EJERCICIO - Indica qué porcentaje de los votos obtuvo Roberto Lavagna según el texto sobre las elecciones de 2007.

___ PÁGINA ___

Recordemos que en las elecciones de 2007, hace 16 años, participaron Cristina Fernández de Kirchner (Frente para la Victoria), que ganó con el 45 % de los votos, Elisa Carrió (Coalición Cívica), que sacó el 23 % de los votos, Roberto Lavagna (UNA, coalición que incluía a los radicales), que obtuvo el 17 % de los votos, y Alberto Rodríguez Saa (sectores del PJ), que recibió el 7 % de los votos.
Cuando se repasan los planteos que hacían los diversos candidatos, se pueden encontrar ideas interesantes en todos ellos. No hay extremismo, no hay delirio, hay críticas discutibles pero lejanas de la exageración o la negación de la realidad. Ninguno de los candidatos daba la sensación de que su triunfo implicaba un “salto al vacío”, ni de que el país podía caer en manos de personas irresponsables, delirantes o estafadoras. El staff que acompañaba a cada unx de los candidatxs estaba compuesto por gentes razonables, desde la centro izquierda a la centro derecha, que comprendían lo peligroso del aventurerismo económico, incluso si provenían del mundo empresario.
Ver esa foto y compararla con el escenario actual nos hace reflexionar sobre el retroceso político cultural al que hemos sido sometidos.
Ese país de 2007 sigue siendo posible, pero no se puede entender la actual situación de alienación colectiva, desinformación masiva y prejuicios convertidos en obsesiones electorales, sin la consolidación de un núcleo derechista y anti-popular dispuesto a establecer un combate de largo plazo para llevar a la sociedad argentina al lugar degradado en el que está ahora, que es claramente funcional a sus intereses.
El conflicto por la Resolución 125 fue el punto de partida del lanzamiento de una campaña sistemática de demonización del kirchnerismo, de deformación de la realidad e incluso ocultamiento privado de la información, y de creación de un relato completamente desmesurado sobre la realidad nacional.
Los principales medios de comunicación trabajaron en la implantación de un conjunto de obsesiones y argumentos vacíos que prendieron sobre viejos trasfondos anti-peronistas, y mantras típicos de la despolitización como los análisis chorro-centristas, que no alcanzan a ver en lo social y lo político más que una película de policías y ladrones. La creación de una “opinión pública” orientada por energúmenos, arrastró a buena parte de los políticos oportunistas a tratar de pescar en esa ciénaga, potenciando el fenómeno de degradación intelectual de las mayorías.
Se incentivó, a propósito, la imposibilidad del razonamiento, del debate, y de la confrontación de datos y argumentos. Se apuntó a fidelizar a un público fanatizado, cuyas pruebas sobre la realidad eran las pantallas de televisión y los títulos que se leían en los diarios, perfectamente coordinados para presentar una realidad a medida de la “guerra” que se sostenía contra las fracciones políticas que defendían intereses populares.

___ DATOS PROPORCIONADOS ___

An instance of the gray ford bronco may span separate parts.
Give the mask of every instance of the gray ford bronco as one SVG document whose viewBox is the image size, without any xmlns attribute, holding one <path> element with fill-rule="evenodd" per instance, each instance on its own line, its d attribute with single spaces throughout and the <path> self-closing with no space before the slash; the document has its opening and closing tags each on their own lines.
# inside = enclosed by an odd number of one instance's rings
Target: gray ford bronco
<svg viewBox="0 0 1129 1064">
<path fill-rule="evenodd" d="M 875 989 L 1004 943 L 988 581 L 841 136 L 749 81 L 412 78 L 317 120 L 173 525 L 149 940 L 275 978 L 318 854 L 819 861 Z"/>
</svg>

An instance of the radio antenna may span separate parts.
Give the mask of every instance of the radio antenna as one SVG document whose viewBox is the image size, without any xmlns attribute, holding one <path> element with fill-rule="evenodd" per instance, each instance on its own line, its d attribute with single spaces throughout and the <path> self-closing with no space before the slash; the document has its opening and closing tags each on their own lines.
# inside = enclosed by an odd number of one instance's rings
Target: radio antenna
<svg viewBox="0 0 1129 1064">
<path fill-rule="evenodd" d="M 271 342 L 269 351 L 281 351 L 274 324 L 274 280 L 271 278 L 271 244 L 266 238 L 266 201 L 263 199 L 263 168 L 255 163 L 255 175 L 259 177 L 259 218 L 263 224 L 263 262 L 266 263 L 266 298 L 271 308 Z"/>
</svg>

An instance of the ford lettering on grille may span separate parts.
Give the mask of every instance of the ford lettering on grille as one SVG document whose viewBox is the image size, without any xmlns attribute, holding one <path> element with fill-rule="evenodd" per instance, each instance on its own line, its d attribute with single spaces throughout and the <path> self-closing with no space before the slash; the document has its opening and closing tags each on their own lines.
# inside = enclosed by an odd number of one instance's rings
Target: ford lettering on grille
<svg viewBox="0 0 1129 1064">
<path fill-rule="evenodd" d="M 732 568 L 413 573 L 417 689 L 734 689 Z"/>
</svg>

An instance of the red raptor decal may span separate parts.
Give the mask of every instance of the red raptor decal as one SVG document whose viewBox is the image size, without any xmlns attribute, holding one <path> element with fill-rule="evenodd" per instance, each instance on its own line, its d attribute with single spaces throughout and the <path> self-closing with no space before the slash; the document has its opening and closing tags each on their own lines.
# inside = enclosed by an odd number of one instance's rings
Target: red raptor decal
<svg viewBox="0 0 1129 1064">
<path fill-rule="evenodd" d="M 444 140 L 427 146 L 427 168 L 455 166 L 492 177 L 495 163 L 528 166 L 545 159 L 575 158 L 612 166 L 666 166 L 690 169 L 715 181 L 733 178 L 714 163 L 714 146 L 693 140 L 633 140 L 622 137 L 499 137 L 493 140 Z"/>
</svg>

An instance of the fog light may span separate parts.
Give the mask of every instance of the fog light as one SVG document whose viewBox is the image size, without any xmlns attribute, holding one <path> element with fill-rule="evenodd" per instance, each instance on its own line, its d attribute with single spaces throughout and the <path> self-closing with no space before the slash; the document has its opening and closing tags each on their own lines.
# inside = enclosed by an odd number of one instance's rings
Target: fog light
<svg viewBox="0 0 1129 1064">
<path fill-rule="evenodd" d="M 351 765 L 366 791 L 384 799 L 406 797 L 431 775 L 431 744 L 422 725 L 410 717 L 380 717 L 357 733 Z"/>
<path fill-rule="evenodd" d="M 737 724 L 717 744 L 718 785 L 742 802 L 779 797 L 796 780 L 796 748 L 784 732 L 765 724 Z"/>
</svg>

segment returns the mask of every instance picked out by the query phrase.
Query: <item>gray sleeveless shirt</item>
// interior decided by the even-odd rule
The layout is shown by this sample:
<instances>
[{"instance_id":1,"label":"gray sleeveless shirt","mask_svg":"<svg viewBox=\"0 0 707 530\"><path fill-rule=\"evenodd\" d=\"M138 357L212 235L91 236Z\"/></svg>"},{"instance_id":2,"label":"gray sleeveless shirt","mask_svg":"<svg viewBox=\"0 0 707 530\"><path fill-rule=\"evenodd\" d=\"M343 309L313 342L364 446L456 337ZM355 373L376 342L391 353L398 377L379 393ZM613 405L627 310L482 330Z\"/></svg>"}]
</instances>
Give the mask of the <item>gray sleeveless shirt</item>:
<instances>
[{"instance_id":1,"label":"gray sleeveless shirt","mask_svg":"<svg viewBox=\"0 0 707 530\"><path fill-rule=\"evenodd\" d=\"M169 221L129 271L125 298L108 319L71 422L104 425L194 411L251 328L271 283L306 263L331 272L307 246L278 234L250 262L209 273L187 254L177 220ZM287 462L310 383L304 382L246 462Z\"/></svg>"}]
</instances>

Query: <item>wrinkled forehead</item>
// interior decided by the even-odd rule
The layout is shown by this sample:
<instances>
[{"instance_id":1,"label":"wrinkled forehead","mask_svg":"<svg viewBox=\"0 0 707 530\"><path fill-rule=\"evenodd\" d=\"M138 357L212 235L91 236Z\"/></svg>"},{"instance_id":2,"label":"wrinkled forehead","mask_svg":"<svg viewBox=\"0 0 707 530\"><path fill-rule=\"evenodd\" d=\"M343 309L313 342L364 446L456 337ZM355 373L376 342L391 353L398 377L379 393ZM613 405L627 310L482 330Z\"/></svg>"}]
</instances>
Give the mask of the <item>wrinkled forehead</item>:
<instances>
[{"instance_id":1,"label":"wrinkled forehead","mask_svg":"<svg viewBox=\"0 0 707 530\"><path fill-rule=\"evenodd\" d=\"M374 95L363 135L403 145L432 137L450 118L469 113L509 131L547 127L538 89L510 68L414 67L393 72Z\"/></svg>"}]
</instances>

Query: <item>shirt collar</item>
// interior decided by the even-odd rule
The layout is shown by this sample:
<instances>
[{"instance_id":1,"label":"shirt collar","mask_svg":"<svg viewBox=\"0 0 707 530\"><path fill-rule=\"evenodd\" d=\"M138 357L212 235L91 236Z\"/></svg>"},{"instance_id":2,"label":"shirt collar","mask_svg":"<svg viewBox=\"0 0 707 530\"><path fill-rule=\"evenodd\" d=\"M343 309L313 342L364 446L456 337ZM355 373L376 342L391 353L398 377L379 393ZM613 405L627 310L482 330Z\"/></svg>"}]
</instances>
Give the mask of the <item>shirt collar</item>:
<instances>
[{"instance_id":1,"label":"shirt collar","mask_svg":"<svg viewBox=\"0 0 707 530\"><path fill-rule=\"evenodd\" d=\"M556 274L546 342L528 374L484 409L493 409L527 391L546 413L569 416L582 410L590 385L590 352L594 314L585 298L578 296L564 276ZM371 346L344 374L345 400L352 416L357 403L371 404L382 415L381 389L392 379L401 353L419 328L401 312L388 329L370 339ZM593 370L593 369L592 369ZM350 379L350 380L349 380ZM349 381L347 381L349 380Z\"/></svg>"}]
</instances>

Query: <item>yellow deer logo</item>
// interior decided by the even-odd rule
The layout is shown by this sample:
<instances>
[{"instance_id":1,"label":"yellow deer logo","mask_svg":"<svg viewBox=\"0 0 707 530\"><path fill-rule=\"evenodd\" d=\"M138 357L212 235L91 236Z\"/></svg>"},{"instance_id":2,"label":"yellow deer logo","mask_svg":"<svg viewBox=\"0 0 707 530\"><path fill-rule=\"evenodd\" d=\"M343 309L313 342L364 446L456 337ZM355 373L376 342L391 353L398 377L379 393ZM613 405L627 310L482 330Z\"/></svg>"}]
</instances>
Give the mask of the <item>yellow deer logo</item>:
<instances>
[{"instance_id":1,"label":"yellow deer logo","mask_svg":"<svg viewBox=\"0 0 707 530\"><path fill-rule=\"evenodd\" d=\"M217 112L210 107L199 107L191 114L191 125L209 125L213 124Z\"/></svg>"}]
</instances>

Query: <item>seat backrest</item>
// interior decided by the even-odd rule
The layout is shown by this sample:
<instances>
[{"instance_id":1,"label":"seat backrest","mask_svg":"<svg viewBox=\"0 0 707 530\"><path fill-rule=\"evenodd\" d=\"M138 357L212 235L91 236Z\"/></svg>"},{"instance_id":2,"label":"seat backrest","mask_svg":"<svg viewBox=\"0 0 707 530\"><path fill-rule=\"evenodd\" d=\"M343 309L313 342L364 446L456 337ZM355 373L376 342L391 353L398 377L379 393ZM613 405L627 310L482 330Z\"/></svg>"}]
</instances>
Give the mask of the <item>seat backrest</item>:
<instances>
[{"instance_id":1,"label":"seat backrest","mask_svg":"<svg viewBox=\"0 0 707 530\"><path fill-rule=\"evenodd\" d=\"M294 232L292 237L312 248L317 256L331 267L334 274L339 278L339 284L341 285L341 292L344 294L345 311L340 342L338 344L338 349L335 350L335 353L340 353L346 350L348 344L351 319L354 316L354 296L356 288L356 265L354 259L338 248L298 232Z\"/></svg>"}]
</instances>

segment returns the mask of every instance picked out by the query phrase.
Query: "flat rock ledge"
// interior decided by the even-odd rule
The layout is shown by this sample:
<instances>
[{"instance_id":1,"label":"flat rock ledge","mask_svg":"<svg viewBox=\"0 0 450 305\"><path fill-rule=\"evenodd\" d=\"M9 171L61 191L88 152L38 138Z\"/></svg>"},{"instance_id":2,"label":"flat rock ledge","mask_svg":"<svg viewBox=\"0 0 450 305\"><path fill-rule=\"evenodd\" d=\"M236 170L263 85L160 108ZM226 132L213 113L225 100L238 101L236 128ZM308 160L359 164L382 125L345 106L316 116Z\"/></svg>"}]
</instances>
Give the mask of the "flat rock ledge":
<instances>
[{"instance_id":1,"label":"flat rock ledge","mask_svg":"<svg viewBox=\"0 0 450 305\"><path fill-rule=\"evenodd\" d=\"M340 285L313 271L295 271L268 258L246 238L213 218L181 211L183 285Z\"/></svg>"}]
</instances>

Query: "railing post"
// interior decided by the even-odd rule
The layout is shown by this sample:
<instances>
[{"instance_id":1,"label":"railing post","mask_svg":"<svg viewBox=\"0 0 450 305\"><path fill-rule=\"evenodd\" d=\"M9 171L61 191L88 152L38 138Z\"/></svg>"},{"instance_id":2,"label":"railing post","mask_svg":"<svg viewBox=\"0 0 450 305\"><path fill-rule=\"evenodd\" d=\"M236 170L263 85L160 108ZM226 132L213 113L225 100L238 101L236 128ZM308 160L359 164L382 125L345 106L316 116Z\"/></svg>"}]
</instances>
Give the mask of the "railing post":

___

RESPUESTA - Roberto Lavagna obtuvo el 17 % de los votos.